Task brief: Resume the comic piece on Super Sunday after its last sentence, keeping its voice and its numbered list of predictions.

Page text:
Here we are again - time for another "Super Sunday" that great national holiday when millions of people around the world gather in front of TV to view commercials interspersed with a modicum of football.
Super Sunday usually involves a six-hour pre-game show, a game that's interesting for around a minute, an embarrassing halftime show, a dull second half, culminating in "Hangover Monday" which almost always includes several unsettling news reports of guys (presumably in trailer parks) who stabbed their best friend the day before during an argument over instant replay.
Now, if you are not planning to watch the actual Super Bowl telecast let me briefly run through what will likely happen.
1. The super-long pre-game show will have touching profiles on the insidious diseases players had to overcome to play in the Big Game. To fill time eventually they're down to players who overcame childhood worms and "embarrassing rectal itch."
2. The game itself is usually over in about five minutes when one team's quarterback becomes so unglued from the pre-game hype that began in early October he throws his first pass to the peanut vendor in row 82.
3. By the end of the second quarter the game is so boring the TV cuts to six shirtless, fat, probably inebriated guys in the stands with one team's name spelled across their chests. People watching in Asian nations suddenly became very cocky that they can soon surpass us as a superpower.
4. The three-hour Super Bowl halftime show usually features a member of the Jackson family stripping off an article of clothing while 4,000 costumed children from all over the world, dressed like Boy George circa 1982, dance in unison.
5. To begin the second half the quarterback who choked to open the game is so nervous he vomits into his helmet in the huddle. Then he throws his first pass to the line judge. But by this time nobody cares because the score is 44-0.

Supplied entries:
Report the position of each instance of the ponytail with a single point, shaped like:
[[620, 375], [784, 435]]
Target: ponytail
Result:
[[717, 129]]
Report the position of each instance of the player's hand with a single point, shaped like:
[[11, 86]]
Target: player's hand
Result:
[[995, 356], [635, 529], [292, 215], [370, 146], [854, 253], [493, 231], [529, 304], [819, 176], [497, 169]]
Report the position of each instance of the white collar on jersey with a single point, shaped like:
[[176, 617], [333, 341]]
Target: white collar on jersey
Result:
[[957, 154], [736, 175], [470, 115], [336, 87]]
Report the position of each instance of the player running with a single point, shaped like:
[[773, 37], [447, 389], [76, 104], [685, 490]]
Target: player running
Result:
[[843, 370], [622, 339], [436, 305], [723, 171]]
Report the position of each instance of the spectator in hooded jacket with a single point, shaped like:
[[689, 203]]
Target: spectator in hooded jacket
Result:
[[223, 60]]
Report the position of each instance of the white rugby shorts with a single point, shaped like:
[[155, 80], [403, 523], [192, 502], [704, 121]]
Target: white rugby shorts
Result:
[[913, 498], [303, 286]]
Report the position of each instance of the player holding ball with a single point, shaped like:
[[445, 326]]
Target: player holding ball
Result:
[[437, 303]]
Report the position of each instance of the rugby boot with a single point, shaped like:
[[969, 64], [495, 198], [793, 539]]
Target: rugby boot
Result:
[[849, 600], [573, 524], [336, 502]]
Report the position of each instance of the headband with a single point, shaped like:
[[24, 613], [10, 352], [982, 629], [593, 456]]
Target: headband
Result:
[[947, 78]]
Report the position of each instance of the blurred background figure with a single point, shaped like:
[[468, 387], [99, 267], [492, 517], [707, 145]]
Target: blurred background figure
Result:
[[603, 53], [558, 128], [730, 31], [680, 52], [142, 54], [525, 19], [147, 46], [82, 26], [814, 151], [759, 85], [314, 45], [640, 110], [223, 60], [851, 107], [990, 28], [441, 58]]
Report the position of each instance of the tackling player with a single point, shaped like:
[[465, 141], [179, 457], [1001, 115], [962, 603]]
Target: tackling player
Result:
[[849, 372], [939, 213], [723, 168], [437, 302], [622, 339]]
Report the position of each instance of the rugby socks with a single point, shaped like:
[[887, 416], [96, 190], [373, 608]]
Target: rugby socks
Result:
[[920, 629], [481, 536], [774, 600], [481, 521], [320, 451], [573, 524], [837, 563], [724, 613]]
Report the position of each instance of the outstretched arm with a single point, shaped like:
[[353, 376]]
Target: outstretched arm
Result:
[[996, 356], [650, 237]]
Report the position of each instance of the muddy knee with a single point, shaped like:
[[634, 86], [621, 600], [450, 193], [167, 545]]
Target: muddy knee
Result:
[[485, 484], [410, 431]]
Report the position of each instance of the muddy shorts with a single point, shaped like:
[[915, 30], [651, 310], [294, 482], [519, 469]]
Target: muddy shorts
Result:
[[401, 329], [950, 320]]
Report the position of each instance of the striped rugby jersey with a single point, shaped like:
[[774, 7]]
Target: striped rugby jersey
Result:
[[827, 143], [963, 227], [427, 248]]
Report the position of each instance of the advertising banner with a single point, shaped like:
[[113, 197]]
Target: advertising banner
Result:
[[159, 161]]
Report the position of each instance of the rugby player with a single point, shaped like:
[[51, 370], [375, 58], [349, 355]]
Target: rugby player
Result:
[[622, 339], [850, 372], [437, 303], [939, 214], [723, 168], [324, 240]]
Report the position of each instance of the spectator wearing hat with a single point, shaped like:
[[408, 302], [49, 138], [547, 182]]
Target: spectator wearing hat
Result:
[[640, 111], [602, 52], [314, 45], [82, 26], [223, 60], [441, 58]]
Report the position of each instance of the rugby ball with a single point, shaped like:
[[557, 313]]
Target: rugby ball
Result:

Result:
6. At the end of the third quarter the score is something like 54-3. John Madden spends 20 minutes reminiscing about a cheese steak he ate in Philly in 1965.
7. By the beginning of the fourth quarter of the hundreds of millions viewers who tuned in at the start of the game 40 million have now switched to the Discovery Channel's special on the mating habits of the Australian Humpbacked Wallaby.
8. The fourth quarter usually features a commercial in such poor taste people watching in Bangkok and Amsterdam are offended.
9. A few minutes later the camera zooms in on a sleeping child in the stands. Nobody at home sees this, however, because those who stayed with the game are themselves asleep.
10. The post-game show involves presenting the Most Valuable Player, who probably has a fleet of Ferraris and Lamborghinis at home, a new car, typically something like a Volkswagen Jetta.
This Super Bowl has the potential to be even duller than usual since it features the best quarterback in the game, Indy's Peyton Manning, vs. the Chicago Bears and quarterback Rex Grossman, whose passing efficiency rating produces a number similar to what you'd see if a groundhog were allowed to take the SAT.
But I'm still excited, and I'll be in front of my television. It's not every day you get to see an Australian Humpbacked Wallaby mate.